[Directions for this task] Copy the lines in the listing below word for word, starting at the line that contains "Exercise. For every instance of the purple" and stopping after the line that contains "[(213, 195)]".

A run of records
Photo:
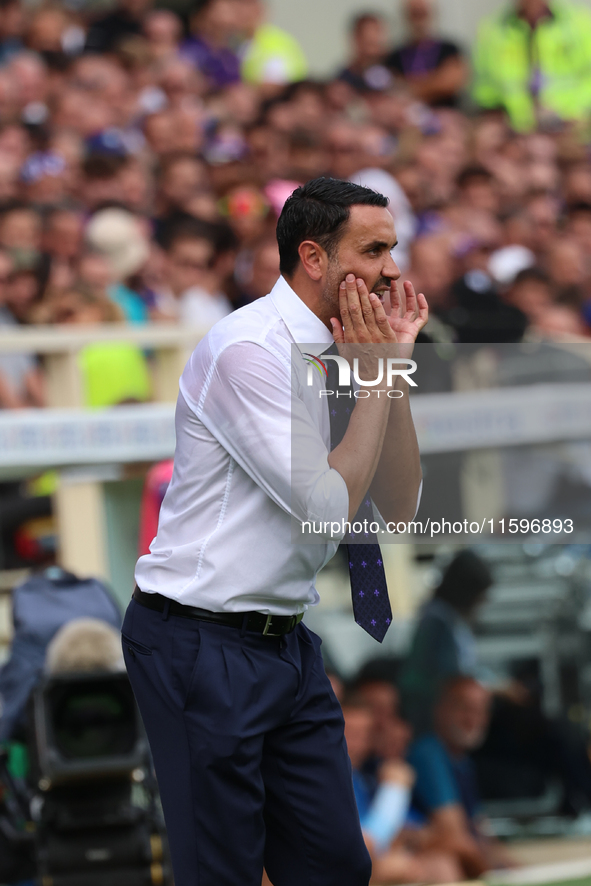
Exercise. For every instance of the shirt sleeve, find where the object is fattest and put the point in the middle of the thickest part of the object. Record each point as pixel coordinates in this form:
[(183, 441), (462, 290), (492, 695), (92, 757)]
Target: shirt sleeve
[(248, 405), (435, 786)]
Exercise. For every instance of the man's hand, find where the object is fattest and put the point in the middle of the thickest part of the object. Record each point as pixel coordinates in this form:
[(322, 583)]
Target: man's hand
[(363, 318), (409, 313)]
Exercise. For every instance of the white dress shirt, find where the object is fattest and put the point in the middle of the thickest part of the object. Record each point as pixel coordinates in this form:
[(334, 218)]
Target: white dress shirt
[(224, 539)]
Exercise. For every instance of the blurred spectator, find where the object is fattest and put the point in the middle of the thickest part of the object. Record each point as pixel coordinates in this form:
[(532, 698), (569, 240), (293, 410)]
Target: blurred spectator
[(533, 294), (520, 63), (108, 31), (270, 56), (208, 47), (446, 791), (263, 272), (443, 645), (118, 236), (383, 802), (369, 45), (216, 129), (21, 379), (191, 293), (163, 30), (433, 69)]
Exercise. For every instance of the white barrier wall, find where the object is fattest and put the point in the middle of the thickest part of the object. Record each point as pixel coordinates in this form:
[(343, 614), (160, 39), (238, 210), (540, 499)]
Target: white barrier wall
[(321, 25)]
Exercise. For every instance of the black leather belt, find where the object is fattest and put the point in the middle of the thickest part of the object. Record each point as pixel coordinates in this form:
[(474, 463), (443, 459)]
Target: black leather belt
[(268, 625)]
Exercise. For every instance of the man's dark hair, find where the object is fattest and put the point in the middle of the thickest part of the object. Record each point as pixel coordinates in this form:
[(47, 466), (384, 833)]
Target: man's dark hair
[(360, 20), (471, 174), (532, 275), (464, 582), (183, 226), (319, 211)]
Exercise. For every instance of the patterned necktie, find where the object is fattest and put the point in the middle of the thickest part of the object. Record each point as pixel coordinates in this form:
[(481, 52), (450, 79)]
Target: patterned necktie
[(369, 591)]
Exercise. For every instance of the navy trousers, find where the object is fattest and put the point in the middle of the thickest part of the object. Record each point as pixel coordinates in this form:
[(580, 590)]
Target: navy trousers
[(249, 751)]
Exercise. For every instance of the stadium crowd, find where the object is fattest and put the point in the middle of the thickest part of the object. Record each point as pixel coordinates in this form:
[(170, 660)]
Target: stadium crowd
[(144, 158)]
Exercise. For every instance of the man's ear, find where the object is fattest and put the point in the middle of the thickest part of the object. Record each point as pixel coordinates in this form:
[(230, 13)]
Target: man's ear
[(313, 259)]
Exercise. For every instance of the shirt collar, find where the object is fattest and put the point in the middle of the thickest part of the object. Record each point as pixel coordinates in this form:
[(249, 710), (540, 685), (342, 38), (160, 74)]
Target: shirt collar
[(303, 324)]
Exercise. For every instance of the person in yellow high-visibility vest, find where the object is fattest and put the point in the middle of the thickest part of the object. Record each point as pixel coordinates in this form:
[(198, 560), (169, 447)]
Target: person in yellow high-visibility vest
[(533, 58), (269, 55)]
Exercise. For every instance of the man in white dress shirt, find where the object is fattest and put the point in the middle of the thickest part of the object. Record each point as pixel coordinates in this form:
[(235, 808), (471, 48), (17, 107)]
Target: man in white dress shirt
[(246, 734)]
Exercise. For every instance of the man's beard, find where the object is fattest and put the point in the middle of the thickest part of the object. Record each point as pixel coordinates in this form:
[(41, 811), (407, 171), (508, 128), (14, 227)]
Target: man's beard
[(335, 276)]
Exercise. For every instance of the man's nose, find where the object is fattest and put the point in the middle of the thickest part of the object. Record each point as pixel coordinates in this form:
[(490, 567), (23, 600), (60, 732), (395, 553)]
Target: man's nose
[(391, 269)]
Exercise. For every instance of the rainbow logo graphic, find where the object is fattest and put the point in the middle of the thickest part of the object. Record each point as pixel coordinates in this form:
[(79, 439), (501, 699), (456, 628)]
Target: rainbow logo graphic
[(316, 363)]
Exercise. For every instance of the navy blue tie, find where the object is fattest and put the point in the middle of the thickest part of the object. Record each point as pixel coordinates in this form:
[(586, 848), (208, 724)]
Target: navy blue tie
[(369, 591)]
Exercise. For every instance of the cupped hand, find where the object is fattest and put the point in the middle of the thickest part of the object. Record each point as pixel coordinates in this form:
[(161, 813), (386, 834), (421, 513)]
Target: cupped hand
[(409, 312)]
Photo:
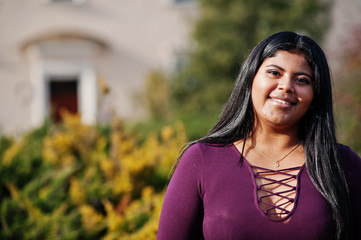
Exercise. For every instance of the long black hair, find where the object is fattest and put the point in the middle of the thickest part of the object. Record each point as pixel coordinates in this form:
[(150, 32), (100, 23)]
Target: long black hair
[(317, 128)]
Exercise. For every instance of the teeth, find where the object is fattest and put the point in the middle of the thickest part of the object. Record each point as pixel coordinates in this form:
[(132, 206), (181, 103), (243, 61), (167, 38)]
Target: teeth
[(281, 101)]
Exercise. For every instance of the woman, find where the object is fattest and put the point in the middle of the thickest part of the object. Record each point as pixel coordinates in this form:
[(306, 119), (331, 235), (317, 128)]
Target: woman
[(271, 167)]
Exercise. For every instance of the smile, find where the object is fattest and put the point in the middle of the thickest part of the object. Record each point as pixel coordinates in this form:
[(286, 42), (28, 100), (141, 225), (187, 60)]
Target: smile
[(281, 102)]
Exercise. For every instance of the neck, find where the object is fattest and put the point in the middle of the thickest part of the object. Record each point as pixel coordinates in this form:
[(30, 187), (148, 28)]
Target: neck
[(280, 138)]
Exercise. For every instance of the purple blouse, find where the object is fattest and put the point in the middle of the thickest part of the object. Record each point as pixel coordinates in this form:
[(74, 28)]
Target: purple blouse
[(213, 195)]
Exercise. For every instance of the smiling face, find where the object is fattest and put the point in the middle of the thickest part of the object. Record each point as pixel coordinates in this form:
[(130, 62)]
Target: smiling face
[(282, 90)]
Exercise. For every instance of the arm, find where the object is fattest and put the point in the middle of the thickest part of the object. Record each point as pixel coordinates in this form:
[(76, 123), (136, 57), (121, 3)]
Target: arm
[(353, 173), (182, 212)]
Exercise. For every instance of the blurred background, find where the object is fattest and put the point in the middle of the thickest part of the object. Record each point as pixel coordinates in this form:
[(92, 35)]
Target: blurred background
[(98, 97)]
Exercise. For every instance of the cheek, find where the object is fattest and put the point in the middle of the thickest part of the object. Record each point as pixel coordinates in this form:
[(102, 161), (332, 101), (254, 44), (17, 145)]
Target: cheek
[(307, 97)]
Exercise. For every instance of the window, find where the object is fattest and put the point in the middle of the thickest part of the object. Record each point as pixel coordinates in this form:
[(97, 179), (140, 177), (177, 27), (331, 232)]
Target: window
[(63, 75), (67, 1)]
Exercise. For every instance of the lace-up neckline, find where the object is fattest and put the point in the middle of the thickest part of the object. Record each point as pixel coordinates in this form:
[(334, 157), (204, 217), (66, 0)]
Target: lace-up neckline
[(276, 191)]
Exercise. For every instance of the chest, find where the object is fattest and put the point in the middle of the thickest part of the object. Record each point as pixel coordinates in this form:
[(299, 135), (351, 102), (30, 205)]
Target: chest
[(232, 209)]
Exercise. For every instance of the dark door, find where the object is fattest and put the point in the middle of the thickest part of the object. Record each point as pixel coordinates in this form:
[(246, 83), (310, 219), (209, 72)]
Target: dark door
[(63, 95)]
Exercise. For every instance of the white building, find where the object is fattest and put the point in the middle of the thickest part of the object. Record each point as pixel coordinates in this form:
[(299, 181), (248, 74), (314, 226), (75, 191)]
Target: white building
[(60, 52)]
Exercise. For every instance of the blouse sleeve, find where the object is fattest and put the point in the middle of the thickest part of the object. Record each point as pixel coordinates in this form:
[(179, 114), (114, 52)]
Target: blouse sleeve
[(182, 212), (353, 163)]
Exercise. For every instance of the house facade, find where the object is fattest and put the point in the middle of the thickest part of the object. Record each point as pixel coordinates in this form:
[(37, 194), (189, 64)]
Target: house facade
[(63, 53), (58, 54)]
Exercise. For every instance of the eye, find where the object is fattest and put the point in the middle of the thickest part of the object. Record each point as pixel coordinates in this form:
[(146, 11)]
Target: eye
[(274, 72)]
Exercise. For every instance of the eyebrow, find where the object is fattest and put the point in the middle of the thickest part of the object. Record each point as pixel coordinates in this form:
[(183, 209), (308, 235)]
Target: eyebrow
[(296, 73)]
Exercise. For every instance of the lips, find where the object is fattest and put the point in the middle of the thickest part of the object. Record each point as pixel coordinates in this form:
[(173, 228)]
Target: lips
[(282, 101)]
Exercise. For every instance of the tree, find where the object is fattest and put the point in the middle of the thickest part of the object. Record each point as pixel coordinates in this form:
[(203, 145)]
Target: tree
[(348, 93), (224, 35)]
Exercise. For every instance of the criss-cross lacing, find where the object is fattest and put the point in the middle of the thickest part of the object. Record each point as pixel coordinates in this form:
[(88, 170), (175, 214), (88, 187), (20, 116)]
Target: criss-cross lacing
[(285, 191)]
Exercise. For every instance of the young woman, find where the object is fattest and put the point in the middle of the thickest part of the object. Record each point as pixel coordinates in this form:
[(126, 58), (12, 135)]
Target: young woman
[(271, 167)]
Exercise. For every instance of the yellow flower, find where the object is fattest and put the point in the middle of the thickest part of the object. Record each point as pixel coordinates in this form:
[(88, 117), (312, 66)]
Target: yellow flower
[(90, 218), (77, 192)]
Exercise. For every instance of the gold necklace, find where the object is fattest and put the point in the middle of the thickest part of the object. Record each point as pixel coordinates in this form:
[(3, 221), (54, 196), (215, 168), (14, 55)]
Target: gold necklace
[(277, 162)]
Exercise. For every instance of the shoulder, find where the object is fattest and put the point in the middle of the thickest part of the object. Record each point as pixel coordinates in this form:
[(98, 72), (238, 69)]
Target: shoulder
[(205, 150), (351, 161), (349, 157)]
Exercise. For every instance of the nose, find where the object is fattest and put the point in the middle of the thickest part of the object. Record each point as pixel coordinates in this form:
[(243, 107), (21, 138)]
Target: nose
[(286, 84)]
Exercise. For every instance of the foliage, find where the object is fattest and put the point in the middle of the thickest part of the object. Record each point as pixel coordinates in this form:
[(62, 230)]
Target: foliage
[(72, 181), (224, 34), (348, 85)]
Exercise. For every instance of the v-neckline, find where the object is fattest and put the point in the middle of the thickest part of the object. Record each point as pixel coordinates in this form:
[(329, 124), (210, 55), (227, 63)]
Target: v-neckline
[(297, 177)]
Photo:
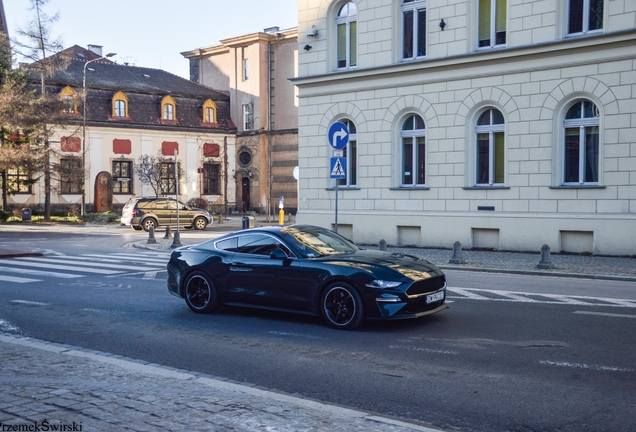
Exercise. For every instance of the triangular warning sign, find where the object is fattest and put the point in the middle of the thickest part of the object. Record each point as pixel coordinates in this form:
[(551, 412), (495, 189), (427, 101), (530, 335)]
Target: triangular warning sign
[(337, 169)]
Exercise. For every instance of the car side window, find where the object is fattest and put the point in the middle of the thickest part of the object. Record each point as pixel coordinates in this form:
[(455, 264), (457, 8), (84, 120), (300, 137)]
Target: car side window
[(260, 244)]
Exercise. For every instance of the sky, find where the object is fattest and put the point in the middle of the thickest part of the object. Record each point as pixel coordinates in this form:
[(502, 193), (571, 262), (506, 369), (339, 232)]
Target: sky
[(153, 33)]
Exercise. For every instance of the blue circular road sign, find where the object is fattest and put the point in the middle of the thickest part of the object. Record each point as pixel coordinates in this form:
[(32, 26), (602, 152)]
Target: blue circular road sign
[(338, 135)]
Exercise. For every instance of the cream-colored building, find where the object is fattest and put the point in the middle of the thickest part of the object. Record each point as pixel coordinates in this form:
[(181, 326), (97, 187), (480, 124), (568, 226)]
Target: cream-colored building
[(503, 124), (255, 70)]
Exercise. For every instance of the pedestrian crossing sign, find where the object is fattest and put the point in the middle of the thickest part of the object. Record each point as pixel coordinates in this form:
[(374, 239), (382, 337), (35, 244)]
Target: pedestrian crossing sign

[Completed task]
Exercise. For every instance of the purple blouse, find where the object is fattest and put the point in the middle of the thickest part of the object. Record each point as pixel coordinates in this form:
[(74, 28)]
Target: purple blouse
[(213, 195)]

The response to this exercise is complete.